• [DESKRIPSI TUGAS]
Sunting teks tentang malam tirakatan di Kinahrejo, mulai dari "Bagi siapa pun" dan berlanjut hingga "udara lereng Merapi.". Tuliskan kembali bagian itu dengan "sunyi" diganti menjadi "sepi".

• [DOKUMEN]
##########

Di bawah temaram lampu jalan, berpadu dengan kabut dan dinginnya malam, warga Kinahrejo membuka pintu rumah mereka lebar-lebar bagi para tamu. Tanpa sekat sosial, pendaki, peziarah, wisatawan, abdi dalem, hingga warga setempat membaur di pendapa dan emperan masjid untuk menjalani tirakatan, ditemani alunan gamelan dan bayang-bayang wayang kulit.
 
Bagi siapa pun yang mengenal Merapi, pemandangan ini menghadirkan emosi tersendiri. Kinahrejo yang biasanya sunyi—karena warganya telah direlokasi ke Hunian Tetap (Huntap) Karang Kendal pasca erupsi besar—sejenak kembali berdenyut.
 
Dusun yang lama ditinggalkan itu seolah hidup kembali. Rumah-rumah lama yang dibangun ulang tampak bernapas, sementara kehangatan persaudaraan mengalahkan dinginnya udara lereng Merapi.

##########

• [DATA YANG DIBERIKAN]
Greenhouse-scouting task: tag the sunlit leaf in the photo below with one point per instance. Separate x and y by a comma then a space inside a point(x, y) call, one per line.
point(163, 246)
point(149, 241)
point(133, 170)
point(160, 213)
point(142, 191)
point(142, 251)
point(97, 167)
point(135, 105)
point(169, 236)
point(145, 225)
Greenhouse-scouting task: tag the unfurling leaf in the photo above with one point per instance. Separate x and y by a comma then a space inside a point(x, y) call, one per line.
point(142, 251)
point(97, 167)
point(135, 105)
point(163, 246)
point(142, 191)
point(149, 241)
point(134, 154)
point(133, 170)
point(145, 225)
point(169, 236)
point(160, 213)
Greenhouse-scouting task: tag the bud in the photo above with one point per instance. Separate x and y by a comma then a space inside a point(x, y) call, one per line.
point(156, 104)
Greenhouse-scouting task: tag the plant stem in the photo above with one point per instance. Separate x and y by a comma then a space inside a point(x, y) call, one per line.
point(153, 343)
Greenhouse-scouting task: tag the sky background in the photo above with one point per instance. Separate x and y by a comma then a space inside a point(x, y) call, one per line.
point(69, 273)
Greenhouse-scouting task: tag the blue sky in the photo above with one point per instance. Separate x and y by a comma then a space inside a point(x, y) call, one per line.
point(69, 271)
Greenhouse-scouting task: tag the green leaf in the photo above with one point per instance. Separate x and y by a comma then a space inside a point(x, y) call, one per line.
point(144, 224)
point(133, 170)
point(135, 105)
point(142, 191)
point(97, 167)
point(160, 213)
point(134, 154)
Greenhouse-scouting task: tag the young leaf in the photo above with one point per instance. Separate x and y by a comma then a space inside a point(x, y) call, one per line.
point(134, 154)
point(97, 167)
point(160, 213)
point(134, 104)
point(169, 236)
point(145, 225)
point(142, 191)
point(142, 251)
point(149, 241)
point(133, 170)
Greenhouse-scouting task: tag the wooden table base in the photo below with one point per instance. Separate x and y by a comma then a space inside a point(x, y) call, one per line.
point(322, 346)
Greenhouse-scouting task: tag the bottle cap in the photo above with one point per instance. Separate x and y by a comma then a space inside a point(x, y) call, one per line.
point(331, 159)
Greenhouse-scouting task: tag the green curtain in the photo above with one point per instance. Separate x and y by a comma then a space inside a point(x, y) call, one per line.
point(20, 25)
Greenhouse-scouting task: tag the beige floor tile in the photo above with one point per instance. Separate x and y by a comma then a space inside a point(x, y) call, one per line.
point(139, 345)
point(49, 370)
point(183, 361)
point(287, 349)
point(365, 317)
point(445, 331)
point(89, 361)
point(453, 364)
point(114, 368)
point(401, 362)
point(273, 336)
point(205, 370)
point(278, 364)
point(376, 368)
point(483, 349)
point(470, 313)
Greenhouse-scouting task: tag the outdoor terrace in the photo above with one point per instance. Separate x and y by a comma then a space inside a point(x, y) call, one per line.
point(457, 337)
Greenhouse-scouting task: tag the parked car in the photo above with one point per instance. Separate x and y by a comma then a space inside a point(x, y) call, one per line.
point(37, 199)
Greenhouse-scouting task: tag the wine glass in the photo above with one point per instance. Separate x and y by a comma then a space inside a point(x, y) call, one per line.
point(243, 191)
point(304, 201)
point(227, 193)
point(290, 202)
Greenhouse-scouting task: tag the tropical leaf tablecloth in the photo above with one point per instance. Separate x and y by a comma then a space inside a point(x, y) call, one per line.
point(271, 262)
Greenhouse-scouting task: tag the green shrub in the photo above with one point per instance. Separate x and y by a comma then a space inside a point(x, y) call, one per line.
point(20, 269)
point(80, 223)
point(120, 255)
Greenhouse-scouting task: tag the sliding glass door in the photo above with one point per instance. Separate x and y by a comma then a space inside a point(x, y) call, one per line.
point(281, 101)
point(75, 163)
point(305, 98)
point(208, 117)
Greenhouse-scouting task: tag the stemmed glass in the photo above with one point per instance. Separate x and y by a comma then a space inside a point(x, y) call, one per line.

##########

• [HASIL AKHIR]
Bagi siapa pun yang mengenal Merapi, pemandangan ini menghadirkan emosi tersendiri. Kinahrejo yang biasanya sepi—karena warganya telah direlokasi ke Hunian Tetap (Huntap) Karang Kendal pasca erupsi besar—sejenak kembali berdenyut.
 
Dusun yang lama ditinggalkan itu seolah hidup kembali. Rumah-rumah lama yang dibangun ulang tampak bernapas, sementara kehangatan persaudaraan mengalahkan dinginnya udara lereng Merapi.